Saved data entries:

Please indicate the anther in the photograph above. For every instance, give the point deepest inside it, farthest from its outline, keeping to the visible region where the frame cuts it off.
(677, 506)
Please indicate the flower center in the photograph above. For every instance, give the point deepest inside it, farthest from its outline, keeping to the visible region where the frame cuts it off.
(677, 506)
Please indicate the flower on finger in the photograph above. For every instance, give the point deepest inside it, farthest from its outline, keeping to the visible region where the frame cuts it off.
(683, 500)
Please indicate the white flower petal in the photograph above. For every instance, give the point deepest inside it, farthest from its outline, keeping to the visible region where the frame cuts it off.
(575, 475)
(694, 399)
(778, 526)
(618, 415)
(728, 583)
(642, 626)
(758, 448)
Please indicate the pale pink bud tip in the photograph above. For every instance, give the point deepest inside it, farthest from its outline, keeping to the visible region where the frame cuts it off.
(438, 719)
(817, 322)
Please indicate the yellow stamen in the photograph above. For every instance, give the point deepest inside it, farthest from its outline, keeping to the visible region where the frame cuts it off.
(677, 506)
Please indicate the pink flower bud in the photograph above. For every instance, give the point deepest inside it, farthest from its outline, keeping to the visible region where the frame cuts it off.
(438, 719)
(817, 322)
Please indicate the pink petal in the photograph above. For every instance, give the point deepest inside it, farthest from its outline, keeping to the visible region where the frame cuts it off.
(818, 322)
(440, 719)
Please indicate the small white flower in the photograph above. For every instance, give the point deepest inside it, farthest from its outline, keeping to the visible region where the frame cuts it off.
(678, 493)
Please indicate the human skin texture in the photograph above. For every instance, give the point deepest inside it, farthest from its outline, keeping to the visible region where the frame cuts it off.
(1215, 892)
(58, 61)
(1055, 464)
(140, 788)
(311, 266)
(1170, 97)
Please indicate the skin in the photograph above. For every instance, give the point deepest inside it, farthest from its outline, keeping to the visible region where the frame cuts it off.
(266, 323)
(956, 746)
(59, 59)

Task to complete –
Can you copy the entries above line for line, with no changes?

Exercise answer –
Please indicate the anther in the photograph above. For every instance, give the point deepest inside it, farthest from its outline, keeping to the visible region where the frame cuts it off.
(677, 506)
Please indicate the flower center in the photograph above. For every instance, give the point deepest inside it, farthest from its outline, keeping to the visible region where the frame cuts it off.
(677, 506)
Please indicate the flower on finger in the photograph above. For every instance, give the point deepest inside it, farthest from its outline, keeping to the visible region where the frame cuts it off.
(683, 500)
Please indicate the white flower petal in the photograph above. For every instance, give the point deepest inside it, farthest from its outline, keeping to the visible region where the frame cuts it off.
(575, 475)
(694, 399)
(778, 526)
(618, 415)
(728, 583)
(642, 626)
(758, 448)
Please indicate the pale pink bud tip in the photograph above. For every instance, give the point deepest inside it, farthest from its outline, keeping to the visible region where the frame cuts it off.
(438, 719)
(817, 322)
Please indicate the yellow stamen in the photograph above. For every instance, give the point deepest inside it, farthest from its outline, keeping to the visible region where the frame cuts it off.
(677, 506)
Please indicate the pink flower bud in the photograph above. For every instance, give the point deepest inside it, farthest from its outline, keeping to the visible region where the frame cuts it off.
(438, 719)
(817, 322)
Please indicate the pink petal in the photograph above. For every instance, give the point deepest inside it, farthest from its outline, keeping to the visible region where the frame cuts it off.
(818, 322)
(440, 719)
Please indicate the small white flower in the photograph above. For every instance, give the point deepest inside it, farthest from its outline, keeping to the visible region where the frame cuts it off.
(678, 493)
Please indicate the human skin texture in the photograph above. For every instance, give the point deepest inside it, farthest from its outline, keeping to the visible region where the frame cuts it off.
(1215, 892)
(58, 61)
(1055, 464)
(140, 788)
(311, 266)
(1170, 97)
Please indicate the skin in the photograph above. For every instance, give the point deepest inside it, farthest from its outline, keeping to the visible region where the frame cuts it off.
(266, 323)
(956, 746)
(59, 59)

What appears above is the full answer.